◆ **EXERCISE DIRECTIONS**
Copy out every one of the following rows word for word, keeping each line unchanged.

(Some rows)
------------------------------------------------

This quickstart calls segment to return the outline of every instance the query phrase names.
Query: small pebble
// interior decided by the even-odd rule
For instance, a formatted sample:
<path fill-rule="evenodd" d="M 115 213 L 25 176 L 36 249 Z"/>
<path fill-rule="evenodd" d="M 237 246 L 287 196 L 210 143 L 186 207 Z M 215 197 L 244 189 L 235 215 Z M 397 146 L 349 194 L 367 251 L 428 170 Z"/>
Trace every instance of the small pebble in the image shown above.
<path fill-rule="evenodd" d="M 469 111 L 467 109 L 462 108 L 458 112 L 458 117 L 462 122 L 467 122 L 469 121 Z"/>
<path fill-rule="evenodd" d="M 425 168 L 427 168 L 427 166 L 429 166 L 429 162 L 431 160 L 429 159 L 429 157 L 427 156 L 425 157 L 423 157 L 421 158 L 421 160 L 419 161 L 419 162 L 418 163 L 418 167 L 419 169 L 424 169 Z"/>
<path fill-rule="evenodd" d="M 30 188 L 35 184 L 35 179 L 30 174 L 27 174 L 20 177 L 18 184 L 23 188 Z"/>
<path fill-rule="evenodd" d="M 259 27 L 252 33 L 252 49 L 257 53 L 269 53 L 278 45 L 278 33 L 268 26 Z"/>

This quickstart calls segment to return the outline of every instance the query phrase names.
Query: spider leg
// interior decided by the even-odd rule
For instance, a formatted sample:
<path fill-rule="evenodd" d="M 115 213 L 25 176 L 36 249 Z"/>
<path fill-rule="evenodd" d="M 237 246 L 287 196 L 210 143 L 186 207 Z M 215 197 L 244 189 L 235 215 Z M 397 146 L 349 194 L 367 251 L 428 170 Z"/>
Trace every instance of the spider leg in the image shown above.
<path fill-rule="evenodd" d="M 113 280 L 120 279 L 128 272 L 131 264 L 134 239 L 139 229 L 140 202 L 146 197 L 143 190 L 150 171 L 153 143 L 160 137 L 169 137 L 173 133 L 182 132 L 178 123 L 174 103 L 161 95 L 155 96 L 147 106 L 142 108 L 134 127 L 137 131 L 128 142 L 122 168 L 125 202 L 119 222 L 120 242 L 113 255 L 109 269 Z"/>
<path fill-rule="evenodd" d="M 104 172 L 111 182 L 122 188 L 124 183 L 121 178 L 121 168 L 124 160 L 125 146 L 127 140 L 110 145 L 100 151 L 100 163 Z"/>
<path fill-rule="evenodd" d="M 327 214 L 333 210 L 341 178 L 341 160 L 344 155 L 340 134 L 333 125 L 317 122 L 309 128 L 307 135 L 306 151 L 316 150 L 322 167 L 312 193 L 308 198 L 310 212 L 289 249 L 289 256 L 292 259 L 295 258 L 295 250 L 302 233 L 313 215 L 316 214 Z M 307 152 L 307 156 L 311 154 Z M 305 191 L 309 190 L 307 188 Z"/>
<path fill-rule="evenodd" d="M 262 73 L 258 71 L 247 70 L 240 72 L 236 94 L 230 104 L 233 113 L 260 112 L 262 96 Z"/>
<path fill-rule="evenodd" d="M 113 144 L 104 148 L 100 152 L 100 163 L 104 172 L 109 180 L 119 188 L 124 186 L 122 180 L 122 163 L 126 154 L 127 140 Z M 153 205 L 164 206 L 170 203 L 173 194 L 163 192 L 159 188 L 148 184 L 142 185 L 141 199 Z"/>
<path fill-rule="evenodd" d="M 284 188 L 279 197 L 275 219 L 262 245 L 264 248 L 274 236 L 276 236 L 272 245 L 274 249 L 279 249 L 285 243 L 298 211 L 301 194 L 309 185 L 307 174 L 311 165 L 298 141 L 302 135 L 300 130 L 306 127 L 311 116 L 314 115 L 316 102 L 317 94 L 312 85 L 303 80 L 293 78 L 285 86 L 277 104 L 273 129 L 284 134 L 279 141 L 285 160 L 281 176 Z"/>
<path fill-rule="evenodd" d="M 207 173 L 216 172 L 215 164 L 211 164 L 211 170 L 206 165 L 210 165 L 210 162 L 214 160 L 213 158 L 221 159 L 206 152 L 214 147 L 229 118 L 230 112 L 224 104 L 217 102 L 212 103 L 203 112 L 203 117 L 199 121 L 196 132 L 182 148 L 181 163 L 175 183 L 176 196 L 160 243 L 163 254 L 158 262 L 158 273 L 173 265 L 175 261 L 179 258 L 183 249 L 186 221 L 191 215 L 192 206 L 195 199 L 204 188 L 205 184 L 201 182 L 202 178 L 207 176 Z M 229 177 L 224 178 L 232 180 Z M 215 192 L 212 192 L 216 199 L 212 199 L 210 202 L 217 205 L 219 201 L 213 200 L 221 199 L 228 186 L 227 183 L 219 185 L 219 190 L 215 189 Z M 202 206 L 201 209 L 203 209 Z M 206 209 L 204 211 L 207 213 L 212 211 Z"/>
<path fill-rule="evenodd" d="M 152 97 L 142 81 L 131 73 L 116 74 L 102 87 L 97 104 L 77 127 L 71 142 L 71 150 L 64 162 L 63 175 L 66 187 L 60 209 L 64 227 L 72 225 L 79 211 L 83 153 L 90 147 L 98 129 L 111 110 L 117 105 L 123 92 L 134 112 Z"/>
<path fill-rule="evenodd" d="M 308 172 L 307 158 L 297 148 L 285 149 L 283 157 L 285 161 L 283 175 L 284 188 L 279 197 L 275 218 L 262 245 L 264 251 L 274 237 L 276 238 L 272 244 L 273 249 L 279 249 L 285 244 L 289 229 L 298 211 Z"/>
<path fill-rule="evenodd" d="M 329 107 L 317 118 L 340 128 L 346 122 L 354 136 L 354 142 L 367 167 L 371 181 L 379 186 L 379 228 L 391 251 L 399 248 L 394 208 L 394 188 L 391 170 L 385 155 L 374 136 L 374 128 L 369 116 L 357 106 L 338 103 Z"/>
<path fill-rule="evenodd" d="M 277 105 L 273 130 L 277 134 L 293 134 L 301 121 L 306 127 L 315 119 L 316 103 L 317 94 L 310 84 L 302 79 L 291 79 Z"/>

------------------------------------------------

◆ **SOLUTION FOR THIS PROBLEM**
This quickstart calls segment to return the outline of every instance the query phrase names.
Query: small pebble
// interior decided by the even-odd rule
For instance, a formatted sample:
<path fill-rule="evenodd" d="M 115 213 L 25 176 L 36 249 Z"/>
<path fill-rule="evenodd" d="M 237 246 L 287 196 L 210 143 L 186 207 Z M 215 197 L 244 189 L 235 215 Z M 397 146 L 349 194 L 367 251 L 428 170 Z"/>
Trace every instance of the small pebble in the image shown above.
<path fill-rule="evenodd" d="M 469 111 L 467 109 L 462 108 L 458 112 L 458 117 L 462 122 L 467 122 L 469 121 Z"/>
<path fill-rule="evenodd" d="M 425 168 L 427 168 L 427 166 L 429 166 L 429 162 L 431 160 L 429 159 L 429 157 L 427 156 L 425 157 L 423 157 L 421 158 L 421 160 L 419 161 L 419 162 L 418 163 L 418 167 L 419 169 L 424 169 Z"/>
<path fill-rule="evenodd" d="M 30 188 L 35 184 L 35 179 L 30 174 L 27 174 L 20 177 L 18 184 L 23 188 Z"/>
<path fill-rule="evenodd" d="M 259 27 L 252 33 L 252 49 L 257 53 L 269 53 L 278 45 L 278 33 L 268 26 Z"/>

This quickstart calls segment to return the outline of every instance the query phrase names.
Query: spider leg
// interior decided by the even-odd rule
For instance, a formatted sample:
<path fill-rule="evenodd" d="M 115 213 L 25 176 L 36 249 Z"/>
<path fill-rule="evenodd" d="M 237 246 L 287 196 L 210 143 L 186 207 Z M 215 197 L 244 189 L 235 215 Z M 397 146 L 349 194 L 367 251 L 428 170 Z"/>
Trace every instance of the spider leg in the image shown above.
<path fill-rule="evenodd" d="M 113 280 L 120 279 L 128 272 L 131 264 L 134 239 L 139 229 L 140 202 L 146 197 L 143 190 L 150 171 L 153 143 L 160 137 L 169 137 L 173 133 L 182 132 L 178 123 L 174 103 L 161 95 L 155 96 L 147 106 L 142 108 L 134 127 L 137 131 L 128 142 L 122 168 L 125 202 L 119 222 L 120 242 L 113 255 L 109 269 Z"/>
<path fill-rule="evenodd" d="M 104 172 L 111 182 L 122 188 L 124 183 L 121 178 L 121 168 L 124 160 L 125 146 L 127 140 L 110 145 L 100 151 L 100 163 Z"/>
<path fill-rule="evenodd" d="M 327 214 L 333 210 L 341 178 L 341 160 L 344 155 L 340 134 L 333 125 L 317 122 L 309 128 L 307 135 L 306 151 L 316 150 L 322 167 L 312 193 L 308 198 L 310 212 L 289 249 L 289 256 L 292 259 L 295 258 L 295 250 L 302 233 L 313 215 L 316 214 Z M 307 152 L 307 156 L 311 154 Z M 305 191 L 309 190 L 307 188 Z"/>
<path fill-rule="evenodd" d="M 262 73 L 258 71 L 247 70 L 240 72 L 236 94 L 230 104 L 233 113 L 260 112 L 262 96 Z"/>
<path fill-rule="evenodd" d="M 113 144 L 104 148 L 100 152 L 100 163 L 104 172 L 109 180 L 119 188 L 124 186 L 122 180 L 122 163 L 126 154 L 127 140 Z M 153 205 L 164 206 L 170 203 L 173 194 L 163 192 L 159 188 L 148 184 L 142 185 L 141 199 Z"/>
<path fill-rule="evenodd" d="M 284 188 L 279 197 L 275 219 L 262 245 L 264 248 L 274 236 L 276 236 L 272 245 L 274 249 L 279 249 L 285 243 L 298 211 L 301 194 L 309 185 L 307 174 L 311 165 L 298 141 L 302 135 L 300 130 L 306 127 L 311 116 L 314 115 L 316 102 L 317 94 L 312 85 L 303 80 L 293 78 L 285 86 L 277 104 L 273 129 L 284 134 L 279 141 L 285 160 L 281 176 Z"/>
<path fill-rule="evenodd" d="M 207 173 L 216 172 L 215 164 L 211 164 L 211 170 L 206 165 L 210 165 L 210 162 L 214 160 L 213 158 L 221 159 L 206 152 L 214 147 L 229 118 L 230 112 L 224 104 L 217 102 L 212 103 L 203 112 L 203 117 L 199 121 L 196 132 L 182 148 L 181 163 L 175 183 L 176 196 L 160 243 L 163 254 L 158 262 L 158 273 L 173 265 L 175 261 L 179 258 L 183 249 L 186 221 L 191 215 L 192 206 L 195 199 L 204 188 L 205 184 L 201 182 L 202 178 L 207 176 Z M 229 177 L 224 178 L 232 180 Z M 215 192 L 212 192 L 216 199 L 212 199 L 210 202 L 217 205 L 219 201 L 213 200 L 221 199 L 228 186 L 227 183 L 219 185 L 219 190 L 215 189 Z M 202 206 L 201 209 L 203 209 Z M 206 209 L 204 211 L 207 213 L 212 211 Z"/>
<path fill-rule="evenodd" d="M 152 97 L 142 81 L 131 73 L 116 74 L 102 87 L 97 104 L 77 127 L 71 142 L 71 150 L 64 162 L 63 175 L 66 187 L 60 209 L 64 227 L 72 225 L 79 211 L 83 153 L 90 147 L 98 129 L 111 110 L 117 105 L 123 92 L 134 112 Z"/>
<path fill-rule="evenodd" d="M 308 172 L 307 158 L 297 148 L 285 149 L 283 157 L 285 161 L 283 175 L 284 188 L 279 197 L 275 218 L 262 245 L 264 251 L 274 237 L 276 238 L 272 244 L 273 249 L 279 249 L 285 244 L 289 229 L 298 211 Z"/>
<path fill-rule="evenodd" d="M 329 107 L 317 118 L 340 128 L 346 122 L 354 136 L 354 142 L 367 167 L 371 181 L 379 186 L 379 228 L 391 251 L 399 248 L 394 208 L 394 188 L 391 170 L 385 155 L 374 136 L 374 128 L 369 116 L 357 106 L 338 103 Z"/>
<path fill-rule="evenodd" d="M 277 105 L 273 130 L 277 134 L 293 134 L 301 121 L 306 127 L 315 119 L 316 103 L 317 94 L 310 84 L 302 79 L 291 79 Z"/>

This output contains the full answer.